En 1939 el S.S. Saint Louis estuvo fondeado varios días
frente a La Habana. En él viajaban 900 judíos que tenían la esperanza de
encontrar en Cuba un lugar del que escapar de la barbarie nazi. La familia del
niño Daniel Kaminsky, que esperaba en la orilla con su tío Joseph, tenía un as
en la manga para conseguir quedarse: un pequeño lienzo de Rembrandt que había
pasado de generación en generación y con el que tenían la esperanza de comprar a
las autoridades cubanas. Pero nada salió bien, los judíos fueron enviados de
regreso a una muerte segura en Europa y el cuadro desapareció.
En 2007, un descendiente de aquellos judíos pide a Mario Conde, ex
policía, librero y a veces detective, que aclare qué ha pasado con el lienzo,
que aparece en una subasta en Londres. Nos embarcamos entonces en una aventura
que no da respiro, un relato del dolor de los judíos a lo largo de los siglos,
de la desesperación de los cubanos, de la avaricia y la desdicha. La mejor
novela de las ocho que ha escrito Padura con Conde como protagonista.

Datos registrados
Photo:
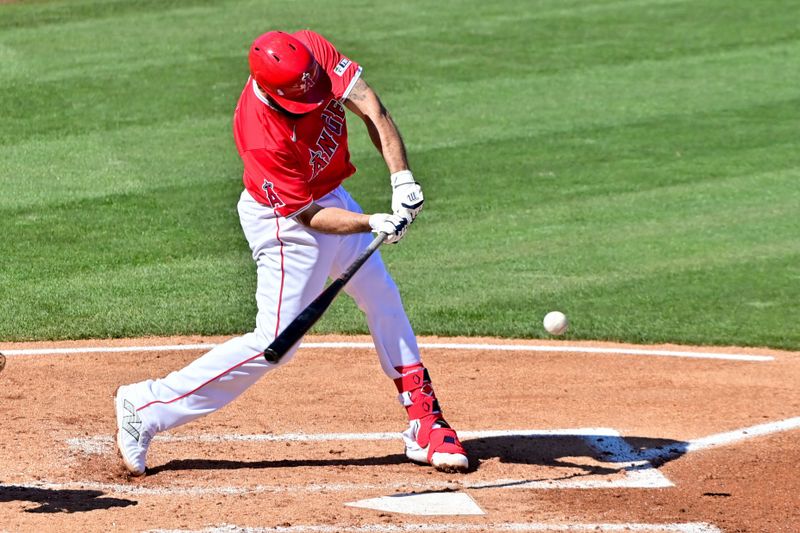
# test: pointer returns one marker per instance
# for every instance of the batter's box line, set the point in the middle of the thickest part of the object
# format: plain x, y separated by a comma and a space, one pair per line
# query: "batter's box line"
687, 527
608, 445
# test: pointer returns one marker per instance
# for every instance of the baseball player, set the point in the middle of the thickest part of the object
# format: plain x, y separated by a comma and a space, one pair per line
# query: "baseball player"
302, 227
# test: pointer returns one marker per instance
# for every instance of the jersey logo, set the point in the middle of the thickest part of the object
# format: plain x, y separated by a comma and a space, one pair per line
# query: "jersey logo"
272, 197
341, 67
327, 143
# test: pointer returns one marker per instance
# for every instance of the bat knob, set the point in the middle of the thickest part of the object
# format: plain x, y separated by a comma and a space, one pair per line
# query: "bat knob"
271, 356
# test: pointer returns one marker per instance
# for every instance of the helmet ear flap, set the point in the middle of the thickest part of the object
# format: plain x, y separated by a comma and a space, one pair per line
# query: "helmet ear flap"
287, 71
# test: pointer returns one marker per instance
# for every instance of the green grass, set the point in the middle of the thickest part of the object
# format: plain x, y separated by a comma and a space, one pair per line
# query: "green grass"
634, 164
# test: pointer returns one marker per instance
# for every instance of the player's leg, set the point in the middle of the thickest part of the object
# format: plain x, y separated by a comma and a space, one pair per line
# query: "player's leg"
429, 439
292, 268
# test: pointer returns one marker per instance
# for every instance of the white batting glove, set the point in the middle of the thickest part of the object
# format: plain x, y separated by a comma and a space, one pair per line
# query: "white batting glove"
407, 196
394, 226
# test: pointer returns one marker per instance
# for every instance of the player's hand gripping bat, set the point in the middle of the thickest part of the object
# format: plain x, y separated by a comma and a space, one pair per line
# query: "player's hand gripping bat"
--
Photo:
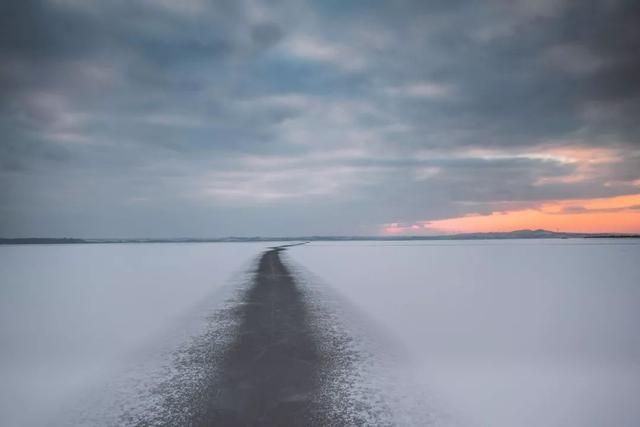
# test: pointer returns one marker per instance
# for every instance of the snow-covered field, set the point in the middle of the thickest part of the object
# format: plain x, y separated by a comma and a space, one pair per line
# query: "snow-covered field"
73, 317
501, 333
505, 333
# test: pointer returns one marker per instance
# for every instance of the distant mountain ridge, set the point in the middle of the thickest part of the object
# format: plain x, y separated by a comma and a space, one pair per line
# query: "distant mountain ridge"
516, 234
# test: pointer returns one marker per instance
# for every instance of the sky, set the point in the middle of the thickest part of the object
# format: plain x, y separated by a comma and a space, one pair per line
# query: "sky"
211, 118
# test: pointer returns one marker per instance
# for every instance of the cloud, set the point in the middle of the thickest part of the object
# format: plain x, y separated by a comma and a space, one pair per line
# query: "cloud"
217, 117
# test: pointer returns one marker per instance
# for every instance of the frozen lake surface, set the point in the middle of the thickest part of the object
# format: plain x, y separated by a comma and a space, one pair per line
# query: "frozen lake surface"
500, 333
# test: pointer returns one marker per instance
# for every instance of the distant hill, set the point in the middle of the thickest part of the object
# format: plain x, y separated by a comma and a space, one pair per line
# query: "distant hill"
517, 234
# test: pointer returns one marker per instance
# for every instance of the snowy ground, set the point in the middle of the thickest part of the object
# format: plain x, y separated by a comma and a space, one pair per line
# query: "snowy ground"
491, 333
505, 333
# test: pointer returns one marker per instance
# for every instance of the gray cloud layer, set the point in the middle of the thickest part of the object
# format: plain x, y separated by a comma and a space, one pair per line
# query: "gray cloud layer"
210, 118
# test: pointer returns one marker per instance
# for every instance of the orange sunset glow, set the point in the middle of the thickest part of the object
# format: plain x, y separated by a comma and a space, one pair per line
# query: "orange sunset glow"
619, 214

» Partes del ejercicio
- A) Según la reseña de la novela, ¿qué objeto tenía la familia de Daniel Kaminsky para intentar quedarse en Cuba?
- B) Transcriba de la reseña de la novela todo lo que va desde "En 1939 el S.S." hasta "el cuadro desapareció.".

» Las soluciones
- A) Un pequeño lienzo de Rembrandt que había pasado de generación en generación.

- B)
En 1939 el S.S. Saint Louis estuvo fondeado varios días
frente a La Habana. En él viajaban 900 judíos que tenían la esperanza de
encontrar en Cuba un lugar del que escapar de la barbarie nazi. La familia del
niño Daniel Kaminsky, que esperaba en la orilla con su tío Joseph, tenía un as
en la manga para conseguir quedarse: un pequeño lienzo de Rembrandt que había
pasado de generación en generación y con el que tenían la esperanza de comprar a
las autoridades cubanas. Pero nada salió bien, los judíos fueron enviados de
regreso a una muerte segura en Europa y el cuadro desapareció.